I am so guilty of not keeping up with my blog and I apologize. So much is going on due to the holidays and I am busy knitting away in the free time I have left so that leaves no time to write in mine. I do believe that Christmas is 2 weeks away. I am so freaking out.
My Mom and I just got back from Toys R Us and I dont even want to say how much she spent. Crazy is one word for it. I rarely buy the kids toys anyway. When I buy them stuff its usually Play Doh or Art stuff and coloring stuff, not toys. They are in need of some age appropriate toys.
Things are well with me and I am healing nicely. I have an appointment with both my breast surgeon (she wants to see me since its a few months since the mastectomy) and with the plastic surgeon next week. The next step in the reconstruction process is going to be 6-8 weeks from 11/27 and thank God I wont be needing general anesthesia for that. The plastic surgeon said twilight sedation with a local is what they use for nipple reconstruction. Then after that heals comes the tatooing phase
Last night we attended my DH's Christmas Party. Everyone was surprised to see me there and said they were glad that I was able to make it. The food was pretty good but today there is a virus running rampant in the house. My Mom had it the other day and today my son was throwing up his guts and now I think my DH is getting it. I have done my share of puking and should never have to puke again so I better not get it! :lol:
My Dad surprised me yesterday by calling me and asking me, my DH and DS to meet him at a furniture store a few towns away. He told me that he wanted to get us a living room set for Christmas since we have been here over a year without one. We picked out a really nice sectional thats a rust colored microfiber, cocktail table, 2 end tables and nice lamps. My Mom said that he did it on his own, she didnt suggest it or anything but I am so happy that he did because now I can have a place for people who come over to sit and relax. I am also going to keep the TV out of the living room. We already have to many televisions and I want that room to be TV free.

______________________________

**Exercise:**
Write a continuation of the holiday blog post, picking up after its final sentence about keeping the living room TV free. The rows that come next are separate material and are not part of the blog post.

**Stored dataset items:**
______________________________

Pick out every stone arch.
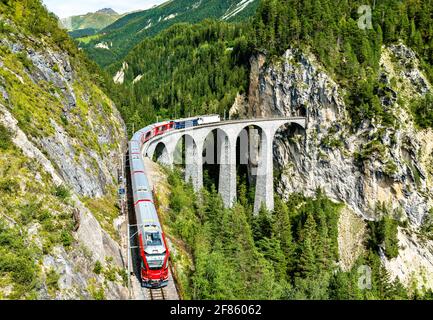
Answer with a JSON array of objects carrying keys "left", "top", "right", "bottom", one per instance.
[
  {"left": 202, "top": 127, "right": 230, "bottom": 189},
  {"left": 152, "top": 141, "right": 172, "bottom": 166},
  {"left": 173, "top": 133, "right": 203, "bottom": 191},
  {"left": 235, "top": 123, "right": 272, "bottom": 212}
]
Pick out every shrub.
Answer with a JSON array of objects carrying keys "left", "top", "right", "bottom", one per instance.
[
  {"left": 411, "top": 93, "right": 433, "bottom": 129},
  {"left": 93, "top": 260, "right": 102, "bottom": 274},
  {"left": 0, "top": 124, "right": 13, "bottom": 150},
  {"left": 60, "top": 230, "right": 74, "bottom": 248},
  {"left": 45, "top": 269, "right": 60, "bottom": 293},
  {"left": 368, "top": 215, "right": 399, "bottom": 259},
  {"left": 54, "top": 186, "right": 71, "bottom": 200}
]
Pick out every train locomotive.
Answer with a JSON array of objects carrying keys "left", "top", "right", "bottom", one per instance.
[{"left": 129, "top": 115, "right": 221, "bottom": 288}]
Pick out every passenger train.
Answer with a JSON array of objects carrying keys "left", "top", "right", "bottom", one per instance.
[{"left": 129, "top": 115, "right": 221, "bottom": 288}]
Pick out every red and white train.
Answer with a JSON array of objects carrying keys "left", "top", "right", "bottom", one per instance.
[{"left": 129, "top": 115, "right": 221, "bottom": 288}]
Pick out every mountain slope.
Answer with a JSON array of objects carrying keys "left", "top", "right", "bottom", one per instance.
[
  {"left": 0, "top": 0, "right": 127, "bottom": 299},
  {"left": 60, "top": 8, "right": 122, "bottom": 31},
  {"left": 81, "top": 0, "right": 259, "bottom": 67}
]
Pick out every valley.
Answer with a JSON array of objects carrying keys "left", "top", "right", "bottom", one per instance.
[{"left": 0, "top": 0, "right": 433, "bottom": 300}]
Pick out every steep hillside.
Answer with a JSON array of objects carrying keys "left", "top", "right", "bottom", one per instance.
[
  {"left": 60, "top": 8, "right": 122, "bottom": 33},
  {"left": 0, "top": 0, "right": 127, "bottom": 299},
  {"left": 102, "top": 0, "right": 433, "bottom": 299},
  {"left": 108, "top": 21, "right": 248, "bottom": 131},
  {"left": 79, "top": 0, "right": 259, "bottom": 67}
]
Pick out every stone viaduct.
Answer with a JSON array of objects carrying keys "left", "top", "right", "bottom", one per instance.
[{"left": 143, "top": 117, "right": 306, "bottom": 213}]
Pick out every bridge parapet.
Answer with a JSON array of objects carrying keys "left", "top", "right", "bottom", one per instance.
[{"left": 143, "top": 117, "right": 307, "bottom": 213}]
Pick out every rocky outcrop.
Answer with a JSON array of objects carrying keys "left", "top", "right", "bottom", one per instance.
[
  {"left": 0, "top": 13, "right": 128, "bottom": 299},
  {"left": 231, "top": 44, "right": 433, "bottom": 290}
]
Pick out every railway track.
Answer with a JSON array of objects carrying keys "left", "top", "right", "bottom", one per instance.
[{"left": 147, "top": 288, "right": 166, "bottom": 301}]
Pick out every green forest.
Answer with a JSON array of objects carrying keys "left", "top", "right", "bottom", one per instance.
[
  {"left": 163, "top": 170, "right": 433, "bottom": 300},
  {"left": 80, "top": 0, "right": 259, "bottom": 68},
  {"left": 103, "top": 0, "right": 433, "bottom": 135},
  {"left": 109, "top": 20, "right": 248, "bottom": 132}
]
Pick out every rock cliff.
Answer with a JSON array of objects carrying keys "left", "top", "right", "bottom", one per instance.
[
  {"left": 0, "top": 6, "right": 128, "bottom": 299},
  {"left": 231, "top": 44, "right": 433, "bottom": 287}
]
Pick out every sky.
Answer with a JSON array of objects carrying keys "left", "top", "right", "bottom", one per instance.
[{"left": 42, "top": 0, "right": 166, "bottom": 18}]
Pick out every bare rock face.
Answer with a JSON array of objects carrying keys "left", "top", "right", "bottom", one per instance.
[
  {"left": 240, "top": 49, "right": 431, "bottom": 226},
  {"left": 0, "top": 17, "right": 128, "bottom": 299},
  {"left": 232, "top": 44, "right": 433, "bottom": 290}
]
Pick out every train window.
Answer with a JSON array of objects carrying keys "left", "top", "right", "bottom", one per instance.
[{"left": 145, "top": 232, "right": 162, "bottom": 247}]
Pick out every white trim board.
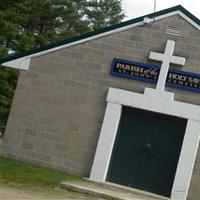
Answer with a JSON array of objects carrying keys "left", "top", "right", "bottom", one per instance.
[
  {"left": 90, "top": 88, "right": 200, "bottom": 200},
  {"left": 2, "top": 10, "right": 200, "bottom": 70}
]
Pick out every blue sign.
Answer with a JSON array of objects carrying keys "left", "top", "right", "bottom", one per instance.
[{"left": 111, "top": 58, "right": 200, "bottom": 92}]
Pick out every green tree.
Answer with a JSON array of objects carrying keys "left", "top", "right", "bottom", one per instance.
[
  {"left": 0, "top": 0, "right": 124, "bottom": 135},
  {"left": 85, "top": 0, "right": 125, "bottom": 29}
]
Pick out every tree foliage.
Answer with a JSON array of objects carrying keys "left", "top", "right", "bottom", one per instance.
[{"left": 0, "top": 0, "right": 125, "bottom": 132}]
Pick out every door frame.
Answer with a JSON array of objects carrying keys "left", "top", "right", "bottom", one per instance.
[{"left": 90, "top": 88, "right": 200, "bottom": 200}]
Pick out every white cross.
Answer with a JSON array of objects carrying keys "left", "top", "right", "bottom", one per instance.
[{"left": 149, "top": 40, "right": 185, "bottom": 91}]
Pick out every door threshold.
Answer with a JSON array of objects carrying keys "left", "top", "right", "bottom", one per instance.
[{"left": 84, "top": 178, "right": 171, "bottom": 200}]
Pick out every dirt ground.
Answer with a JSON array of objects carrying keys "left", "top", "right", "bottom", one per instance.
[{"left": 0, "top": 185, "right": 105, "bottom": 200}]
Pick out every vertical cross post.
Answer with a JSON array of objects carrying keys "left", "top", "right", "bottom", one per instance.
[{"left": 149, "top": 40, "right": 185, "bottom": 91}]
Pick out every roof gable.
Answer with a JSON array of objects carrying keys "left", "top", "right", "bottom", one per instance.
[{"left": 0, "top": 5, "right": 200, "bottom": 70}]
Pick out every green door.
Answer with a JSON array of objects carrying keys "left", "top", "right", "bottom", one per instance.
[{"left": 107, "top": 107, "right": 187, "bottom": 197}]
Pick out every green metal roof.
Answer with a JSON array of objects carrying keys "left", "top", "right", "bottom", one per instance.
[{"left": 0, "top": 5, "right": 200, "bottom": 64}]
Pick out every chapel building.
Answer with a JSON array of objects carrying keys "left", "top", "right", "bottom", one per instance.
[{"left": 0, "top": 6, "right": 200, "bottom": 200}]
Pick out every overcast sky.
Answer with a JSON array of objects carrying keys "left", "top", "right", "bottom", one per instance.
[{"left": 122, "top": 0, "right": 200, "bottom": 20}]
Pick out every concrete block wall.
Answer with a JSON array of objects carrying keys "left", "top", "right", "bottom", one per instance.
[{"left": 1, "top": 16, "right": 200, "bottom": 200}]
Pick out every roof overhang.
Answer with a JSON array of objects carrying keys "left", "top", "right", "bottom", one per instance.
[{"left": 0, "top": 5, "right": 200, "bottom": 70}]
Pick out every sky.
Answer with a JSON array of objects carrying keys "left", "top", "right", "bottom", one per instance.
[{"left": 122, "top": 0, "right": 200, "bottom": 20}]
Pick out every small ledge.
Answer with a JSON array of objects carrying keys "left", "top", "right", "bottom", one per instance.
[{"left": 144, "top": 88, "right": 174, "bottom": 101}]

______________________________

**Result of the exercise:**
My sister still hasnt contacted me. My Mom had said that my Dad spoke to her and that she was going to call and apologize. I knew immediately that wasnt going to happen. I have made the decision that I am not going to let her behavior dictate my life. I really dont care anymore and I dont want to have people like that around me anyway. I am going to try and not let this eat at me every day like it has been. I cant promise that it will happen but I am going to try, very hard. Another thing is I dont know anyone that would want an apology forced out of someone, its not sincere at all and actually hurtful. If the apology doesnt come from the heart its not sincere.